EXCERPT TO READ:
>>>>>

The removal of lobbies and reduction of game sizes from 8 players down to 4 was also a cause for concern. While the lack of lobbies is still a pet peeve for me, the player-count trimming has produced no noticeable negative impact.

In all other regards, the multiplayer has done nothing but improve since the days of Diablo 2. Enemy health and damage scaling feels just right, and the matchmaking system ensures that there is usually a companion aside from the game’s pathetically weak AI followers. Players are no longer in a bitter race to click the fastest and beat their fellow cooperative chums to a shiny new item. Each player gets their own loot drop from a fallen enemy.

Most of the time that loot is junk; junk that cannot be sold for a price that makes it worth the time and inventory space of picking up. It is usually better to salvage eligible items for crafting materials than to sell them to vendors. Crafting from the blacksmith is akin to gambling in Diablo 2 except more of an investment. The jeweler, with his ability to combine your lower quality stat-modifying gems into higher quality ones and his ability to salvage gems from socketed items, proves to be a far more valuable craftsman most of the time. Still, the blacksmith has the unique ability to craft exceptionally rare legendary and set items.

Of course, you still have to get the plans for those set pieces and legendary items, and those plans may be more rare than the equipment they lead to. Which isn’t surprising given that drop rates for legendaries, which replace Diablo 2’s uniques as the highest item-quality in the game, are staggeringly rare, especially in comparison to Diablo 2. Not that makes a huge difference given how poor the game’s itemization is. Blues and well-statted rares are far more common than legendaries, and many of them are far better than a perfect legendary item is anyway.

Another problem afflicting the game’s itemization is that, unlike skill customization, there just isn’t enough thought or meaningful choices that go into choosing how to gear one’s character. This is because everything scales with weapon damage to an obscene degree, making a 2-handed maul the more appealing choice for a spell-caster than a wand. It is also because there aren’t enough useful stat modifiers in the game. Each class scales with weapon damage, and after that the only major decisions left to make on gear comes down to whether or not it has vitality, sockets, and the primary attribute (strength, dexterity, or intelligence) that scales with each class’ damage output. As a sorceress in Diablo 2 I might choose between The Oculus being my weapon, because it will increase my overall spell damage, or I might choose Death’s Fathom because it increases just my cold damage to a greater degree, or I might choose the Wizard Spike because I need the increased casting rate to reach a certain casting speed breakpoint (note: Diablo 2 used a series of breakpoints to determine how many frames of animation it took to cast a spell. Any number between those break points made no difference in casting speed. For instance, the two fastest sorceress BPs were at 105 faster cast rate and 200; any amount of FCR between 106-199 made no difference). In gearing my Diablo 3 wizard, every piece of equipment is either a clear upgrade, or a clear downgrade, with no thought of trade-offs because items sport so few stats, and even fewer that make a significant impact.

I would be lying through my teeth if I said these itemization failings overshadowed the fun I had while building my character and unleashing devastation, but it does demonstrate a way in which the series has taken great strides forward and subsequently leapt backward.

<<<<<

WHAT IS EXPECTED:
Using the review, answer these questions:
1. What is the maximum number of players in a game after the reduction?
2. Which craftsman can combine lower quality gems into higher quality ones?
3. At what two faster cast rate values were the two fastest sorceress breakpoints?
The lines that come after the review are separate material with no connection to it.

DATA BLOCK:
>>>>>

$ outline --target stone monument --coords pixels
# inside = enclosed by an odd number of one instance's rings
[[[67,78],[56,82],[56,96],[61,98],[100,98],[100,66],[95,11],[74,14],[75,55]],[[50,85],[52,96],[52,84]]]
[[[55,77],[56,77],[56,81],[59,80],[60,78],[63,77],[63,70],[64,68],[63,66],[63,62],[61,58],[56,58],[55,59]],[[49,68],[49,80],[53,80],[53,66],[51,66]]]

<<<<<

SOLUTION TO THE EXERCISE:
1. 4
2. The jeweler
3. 105 and 200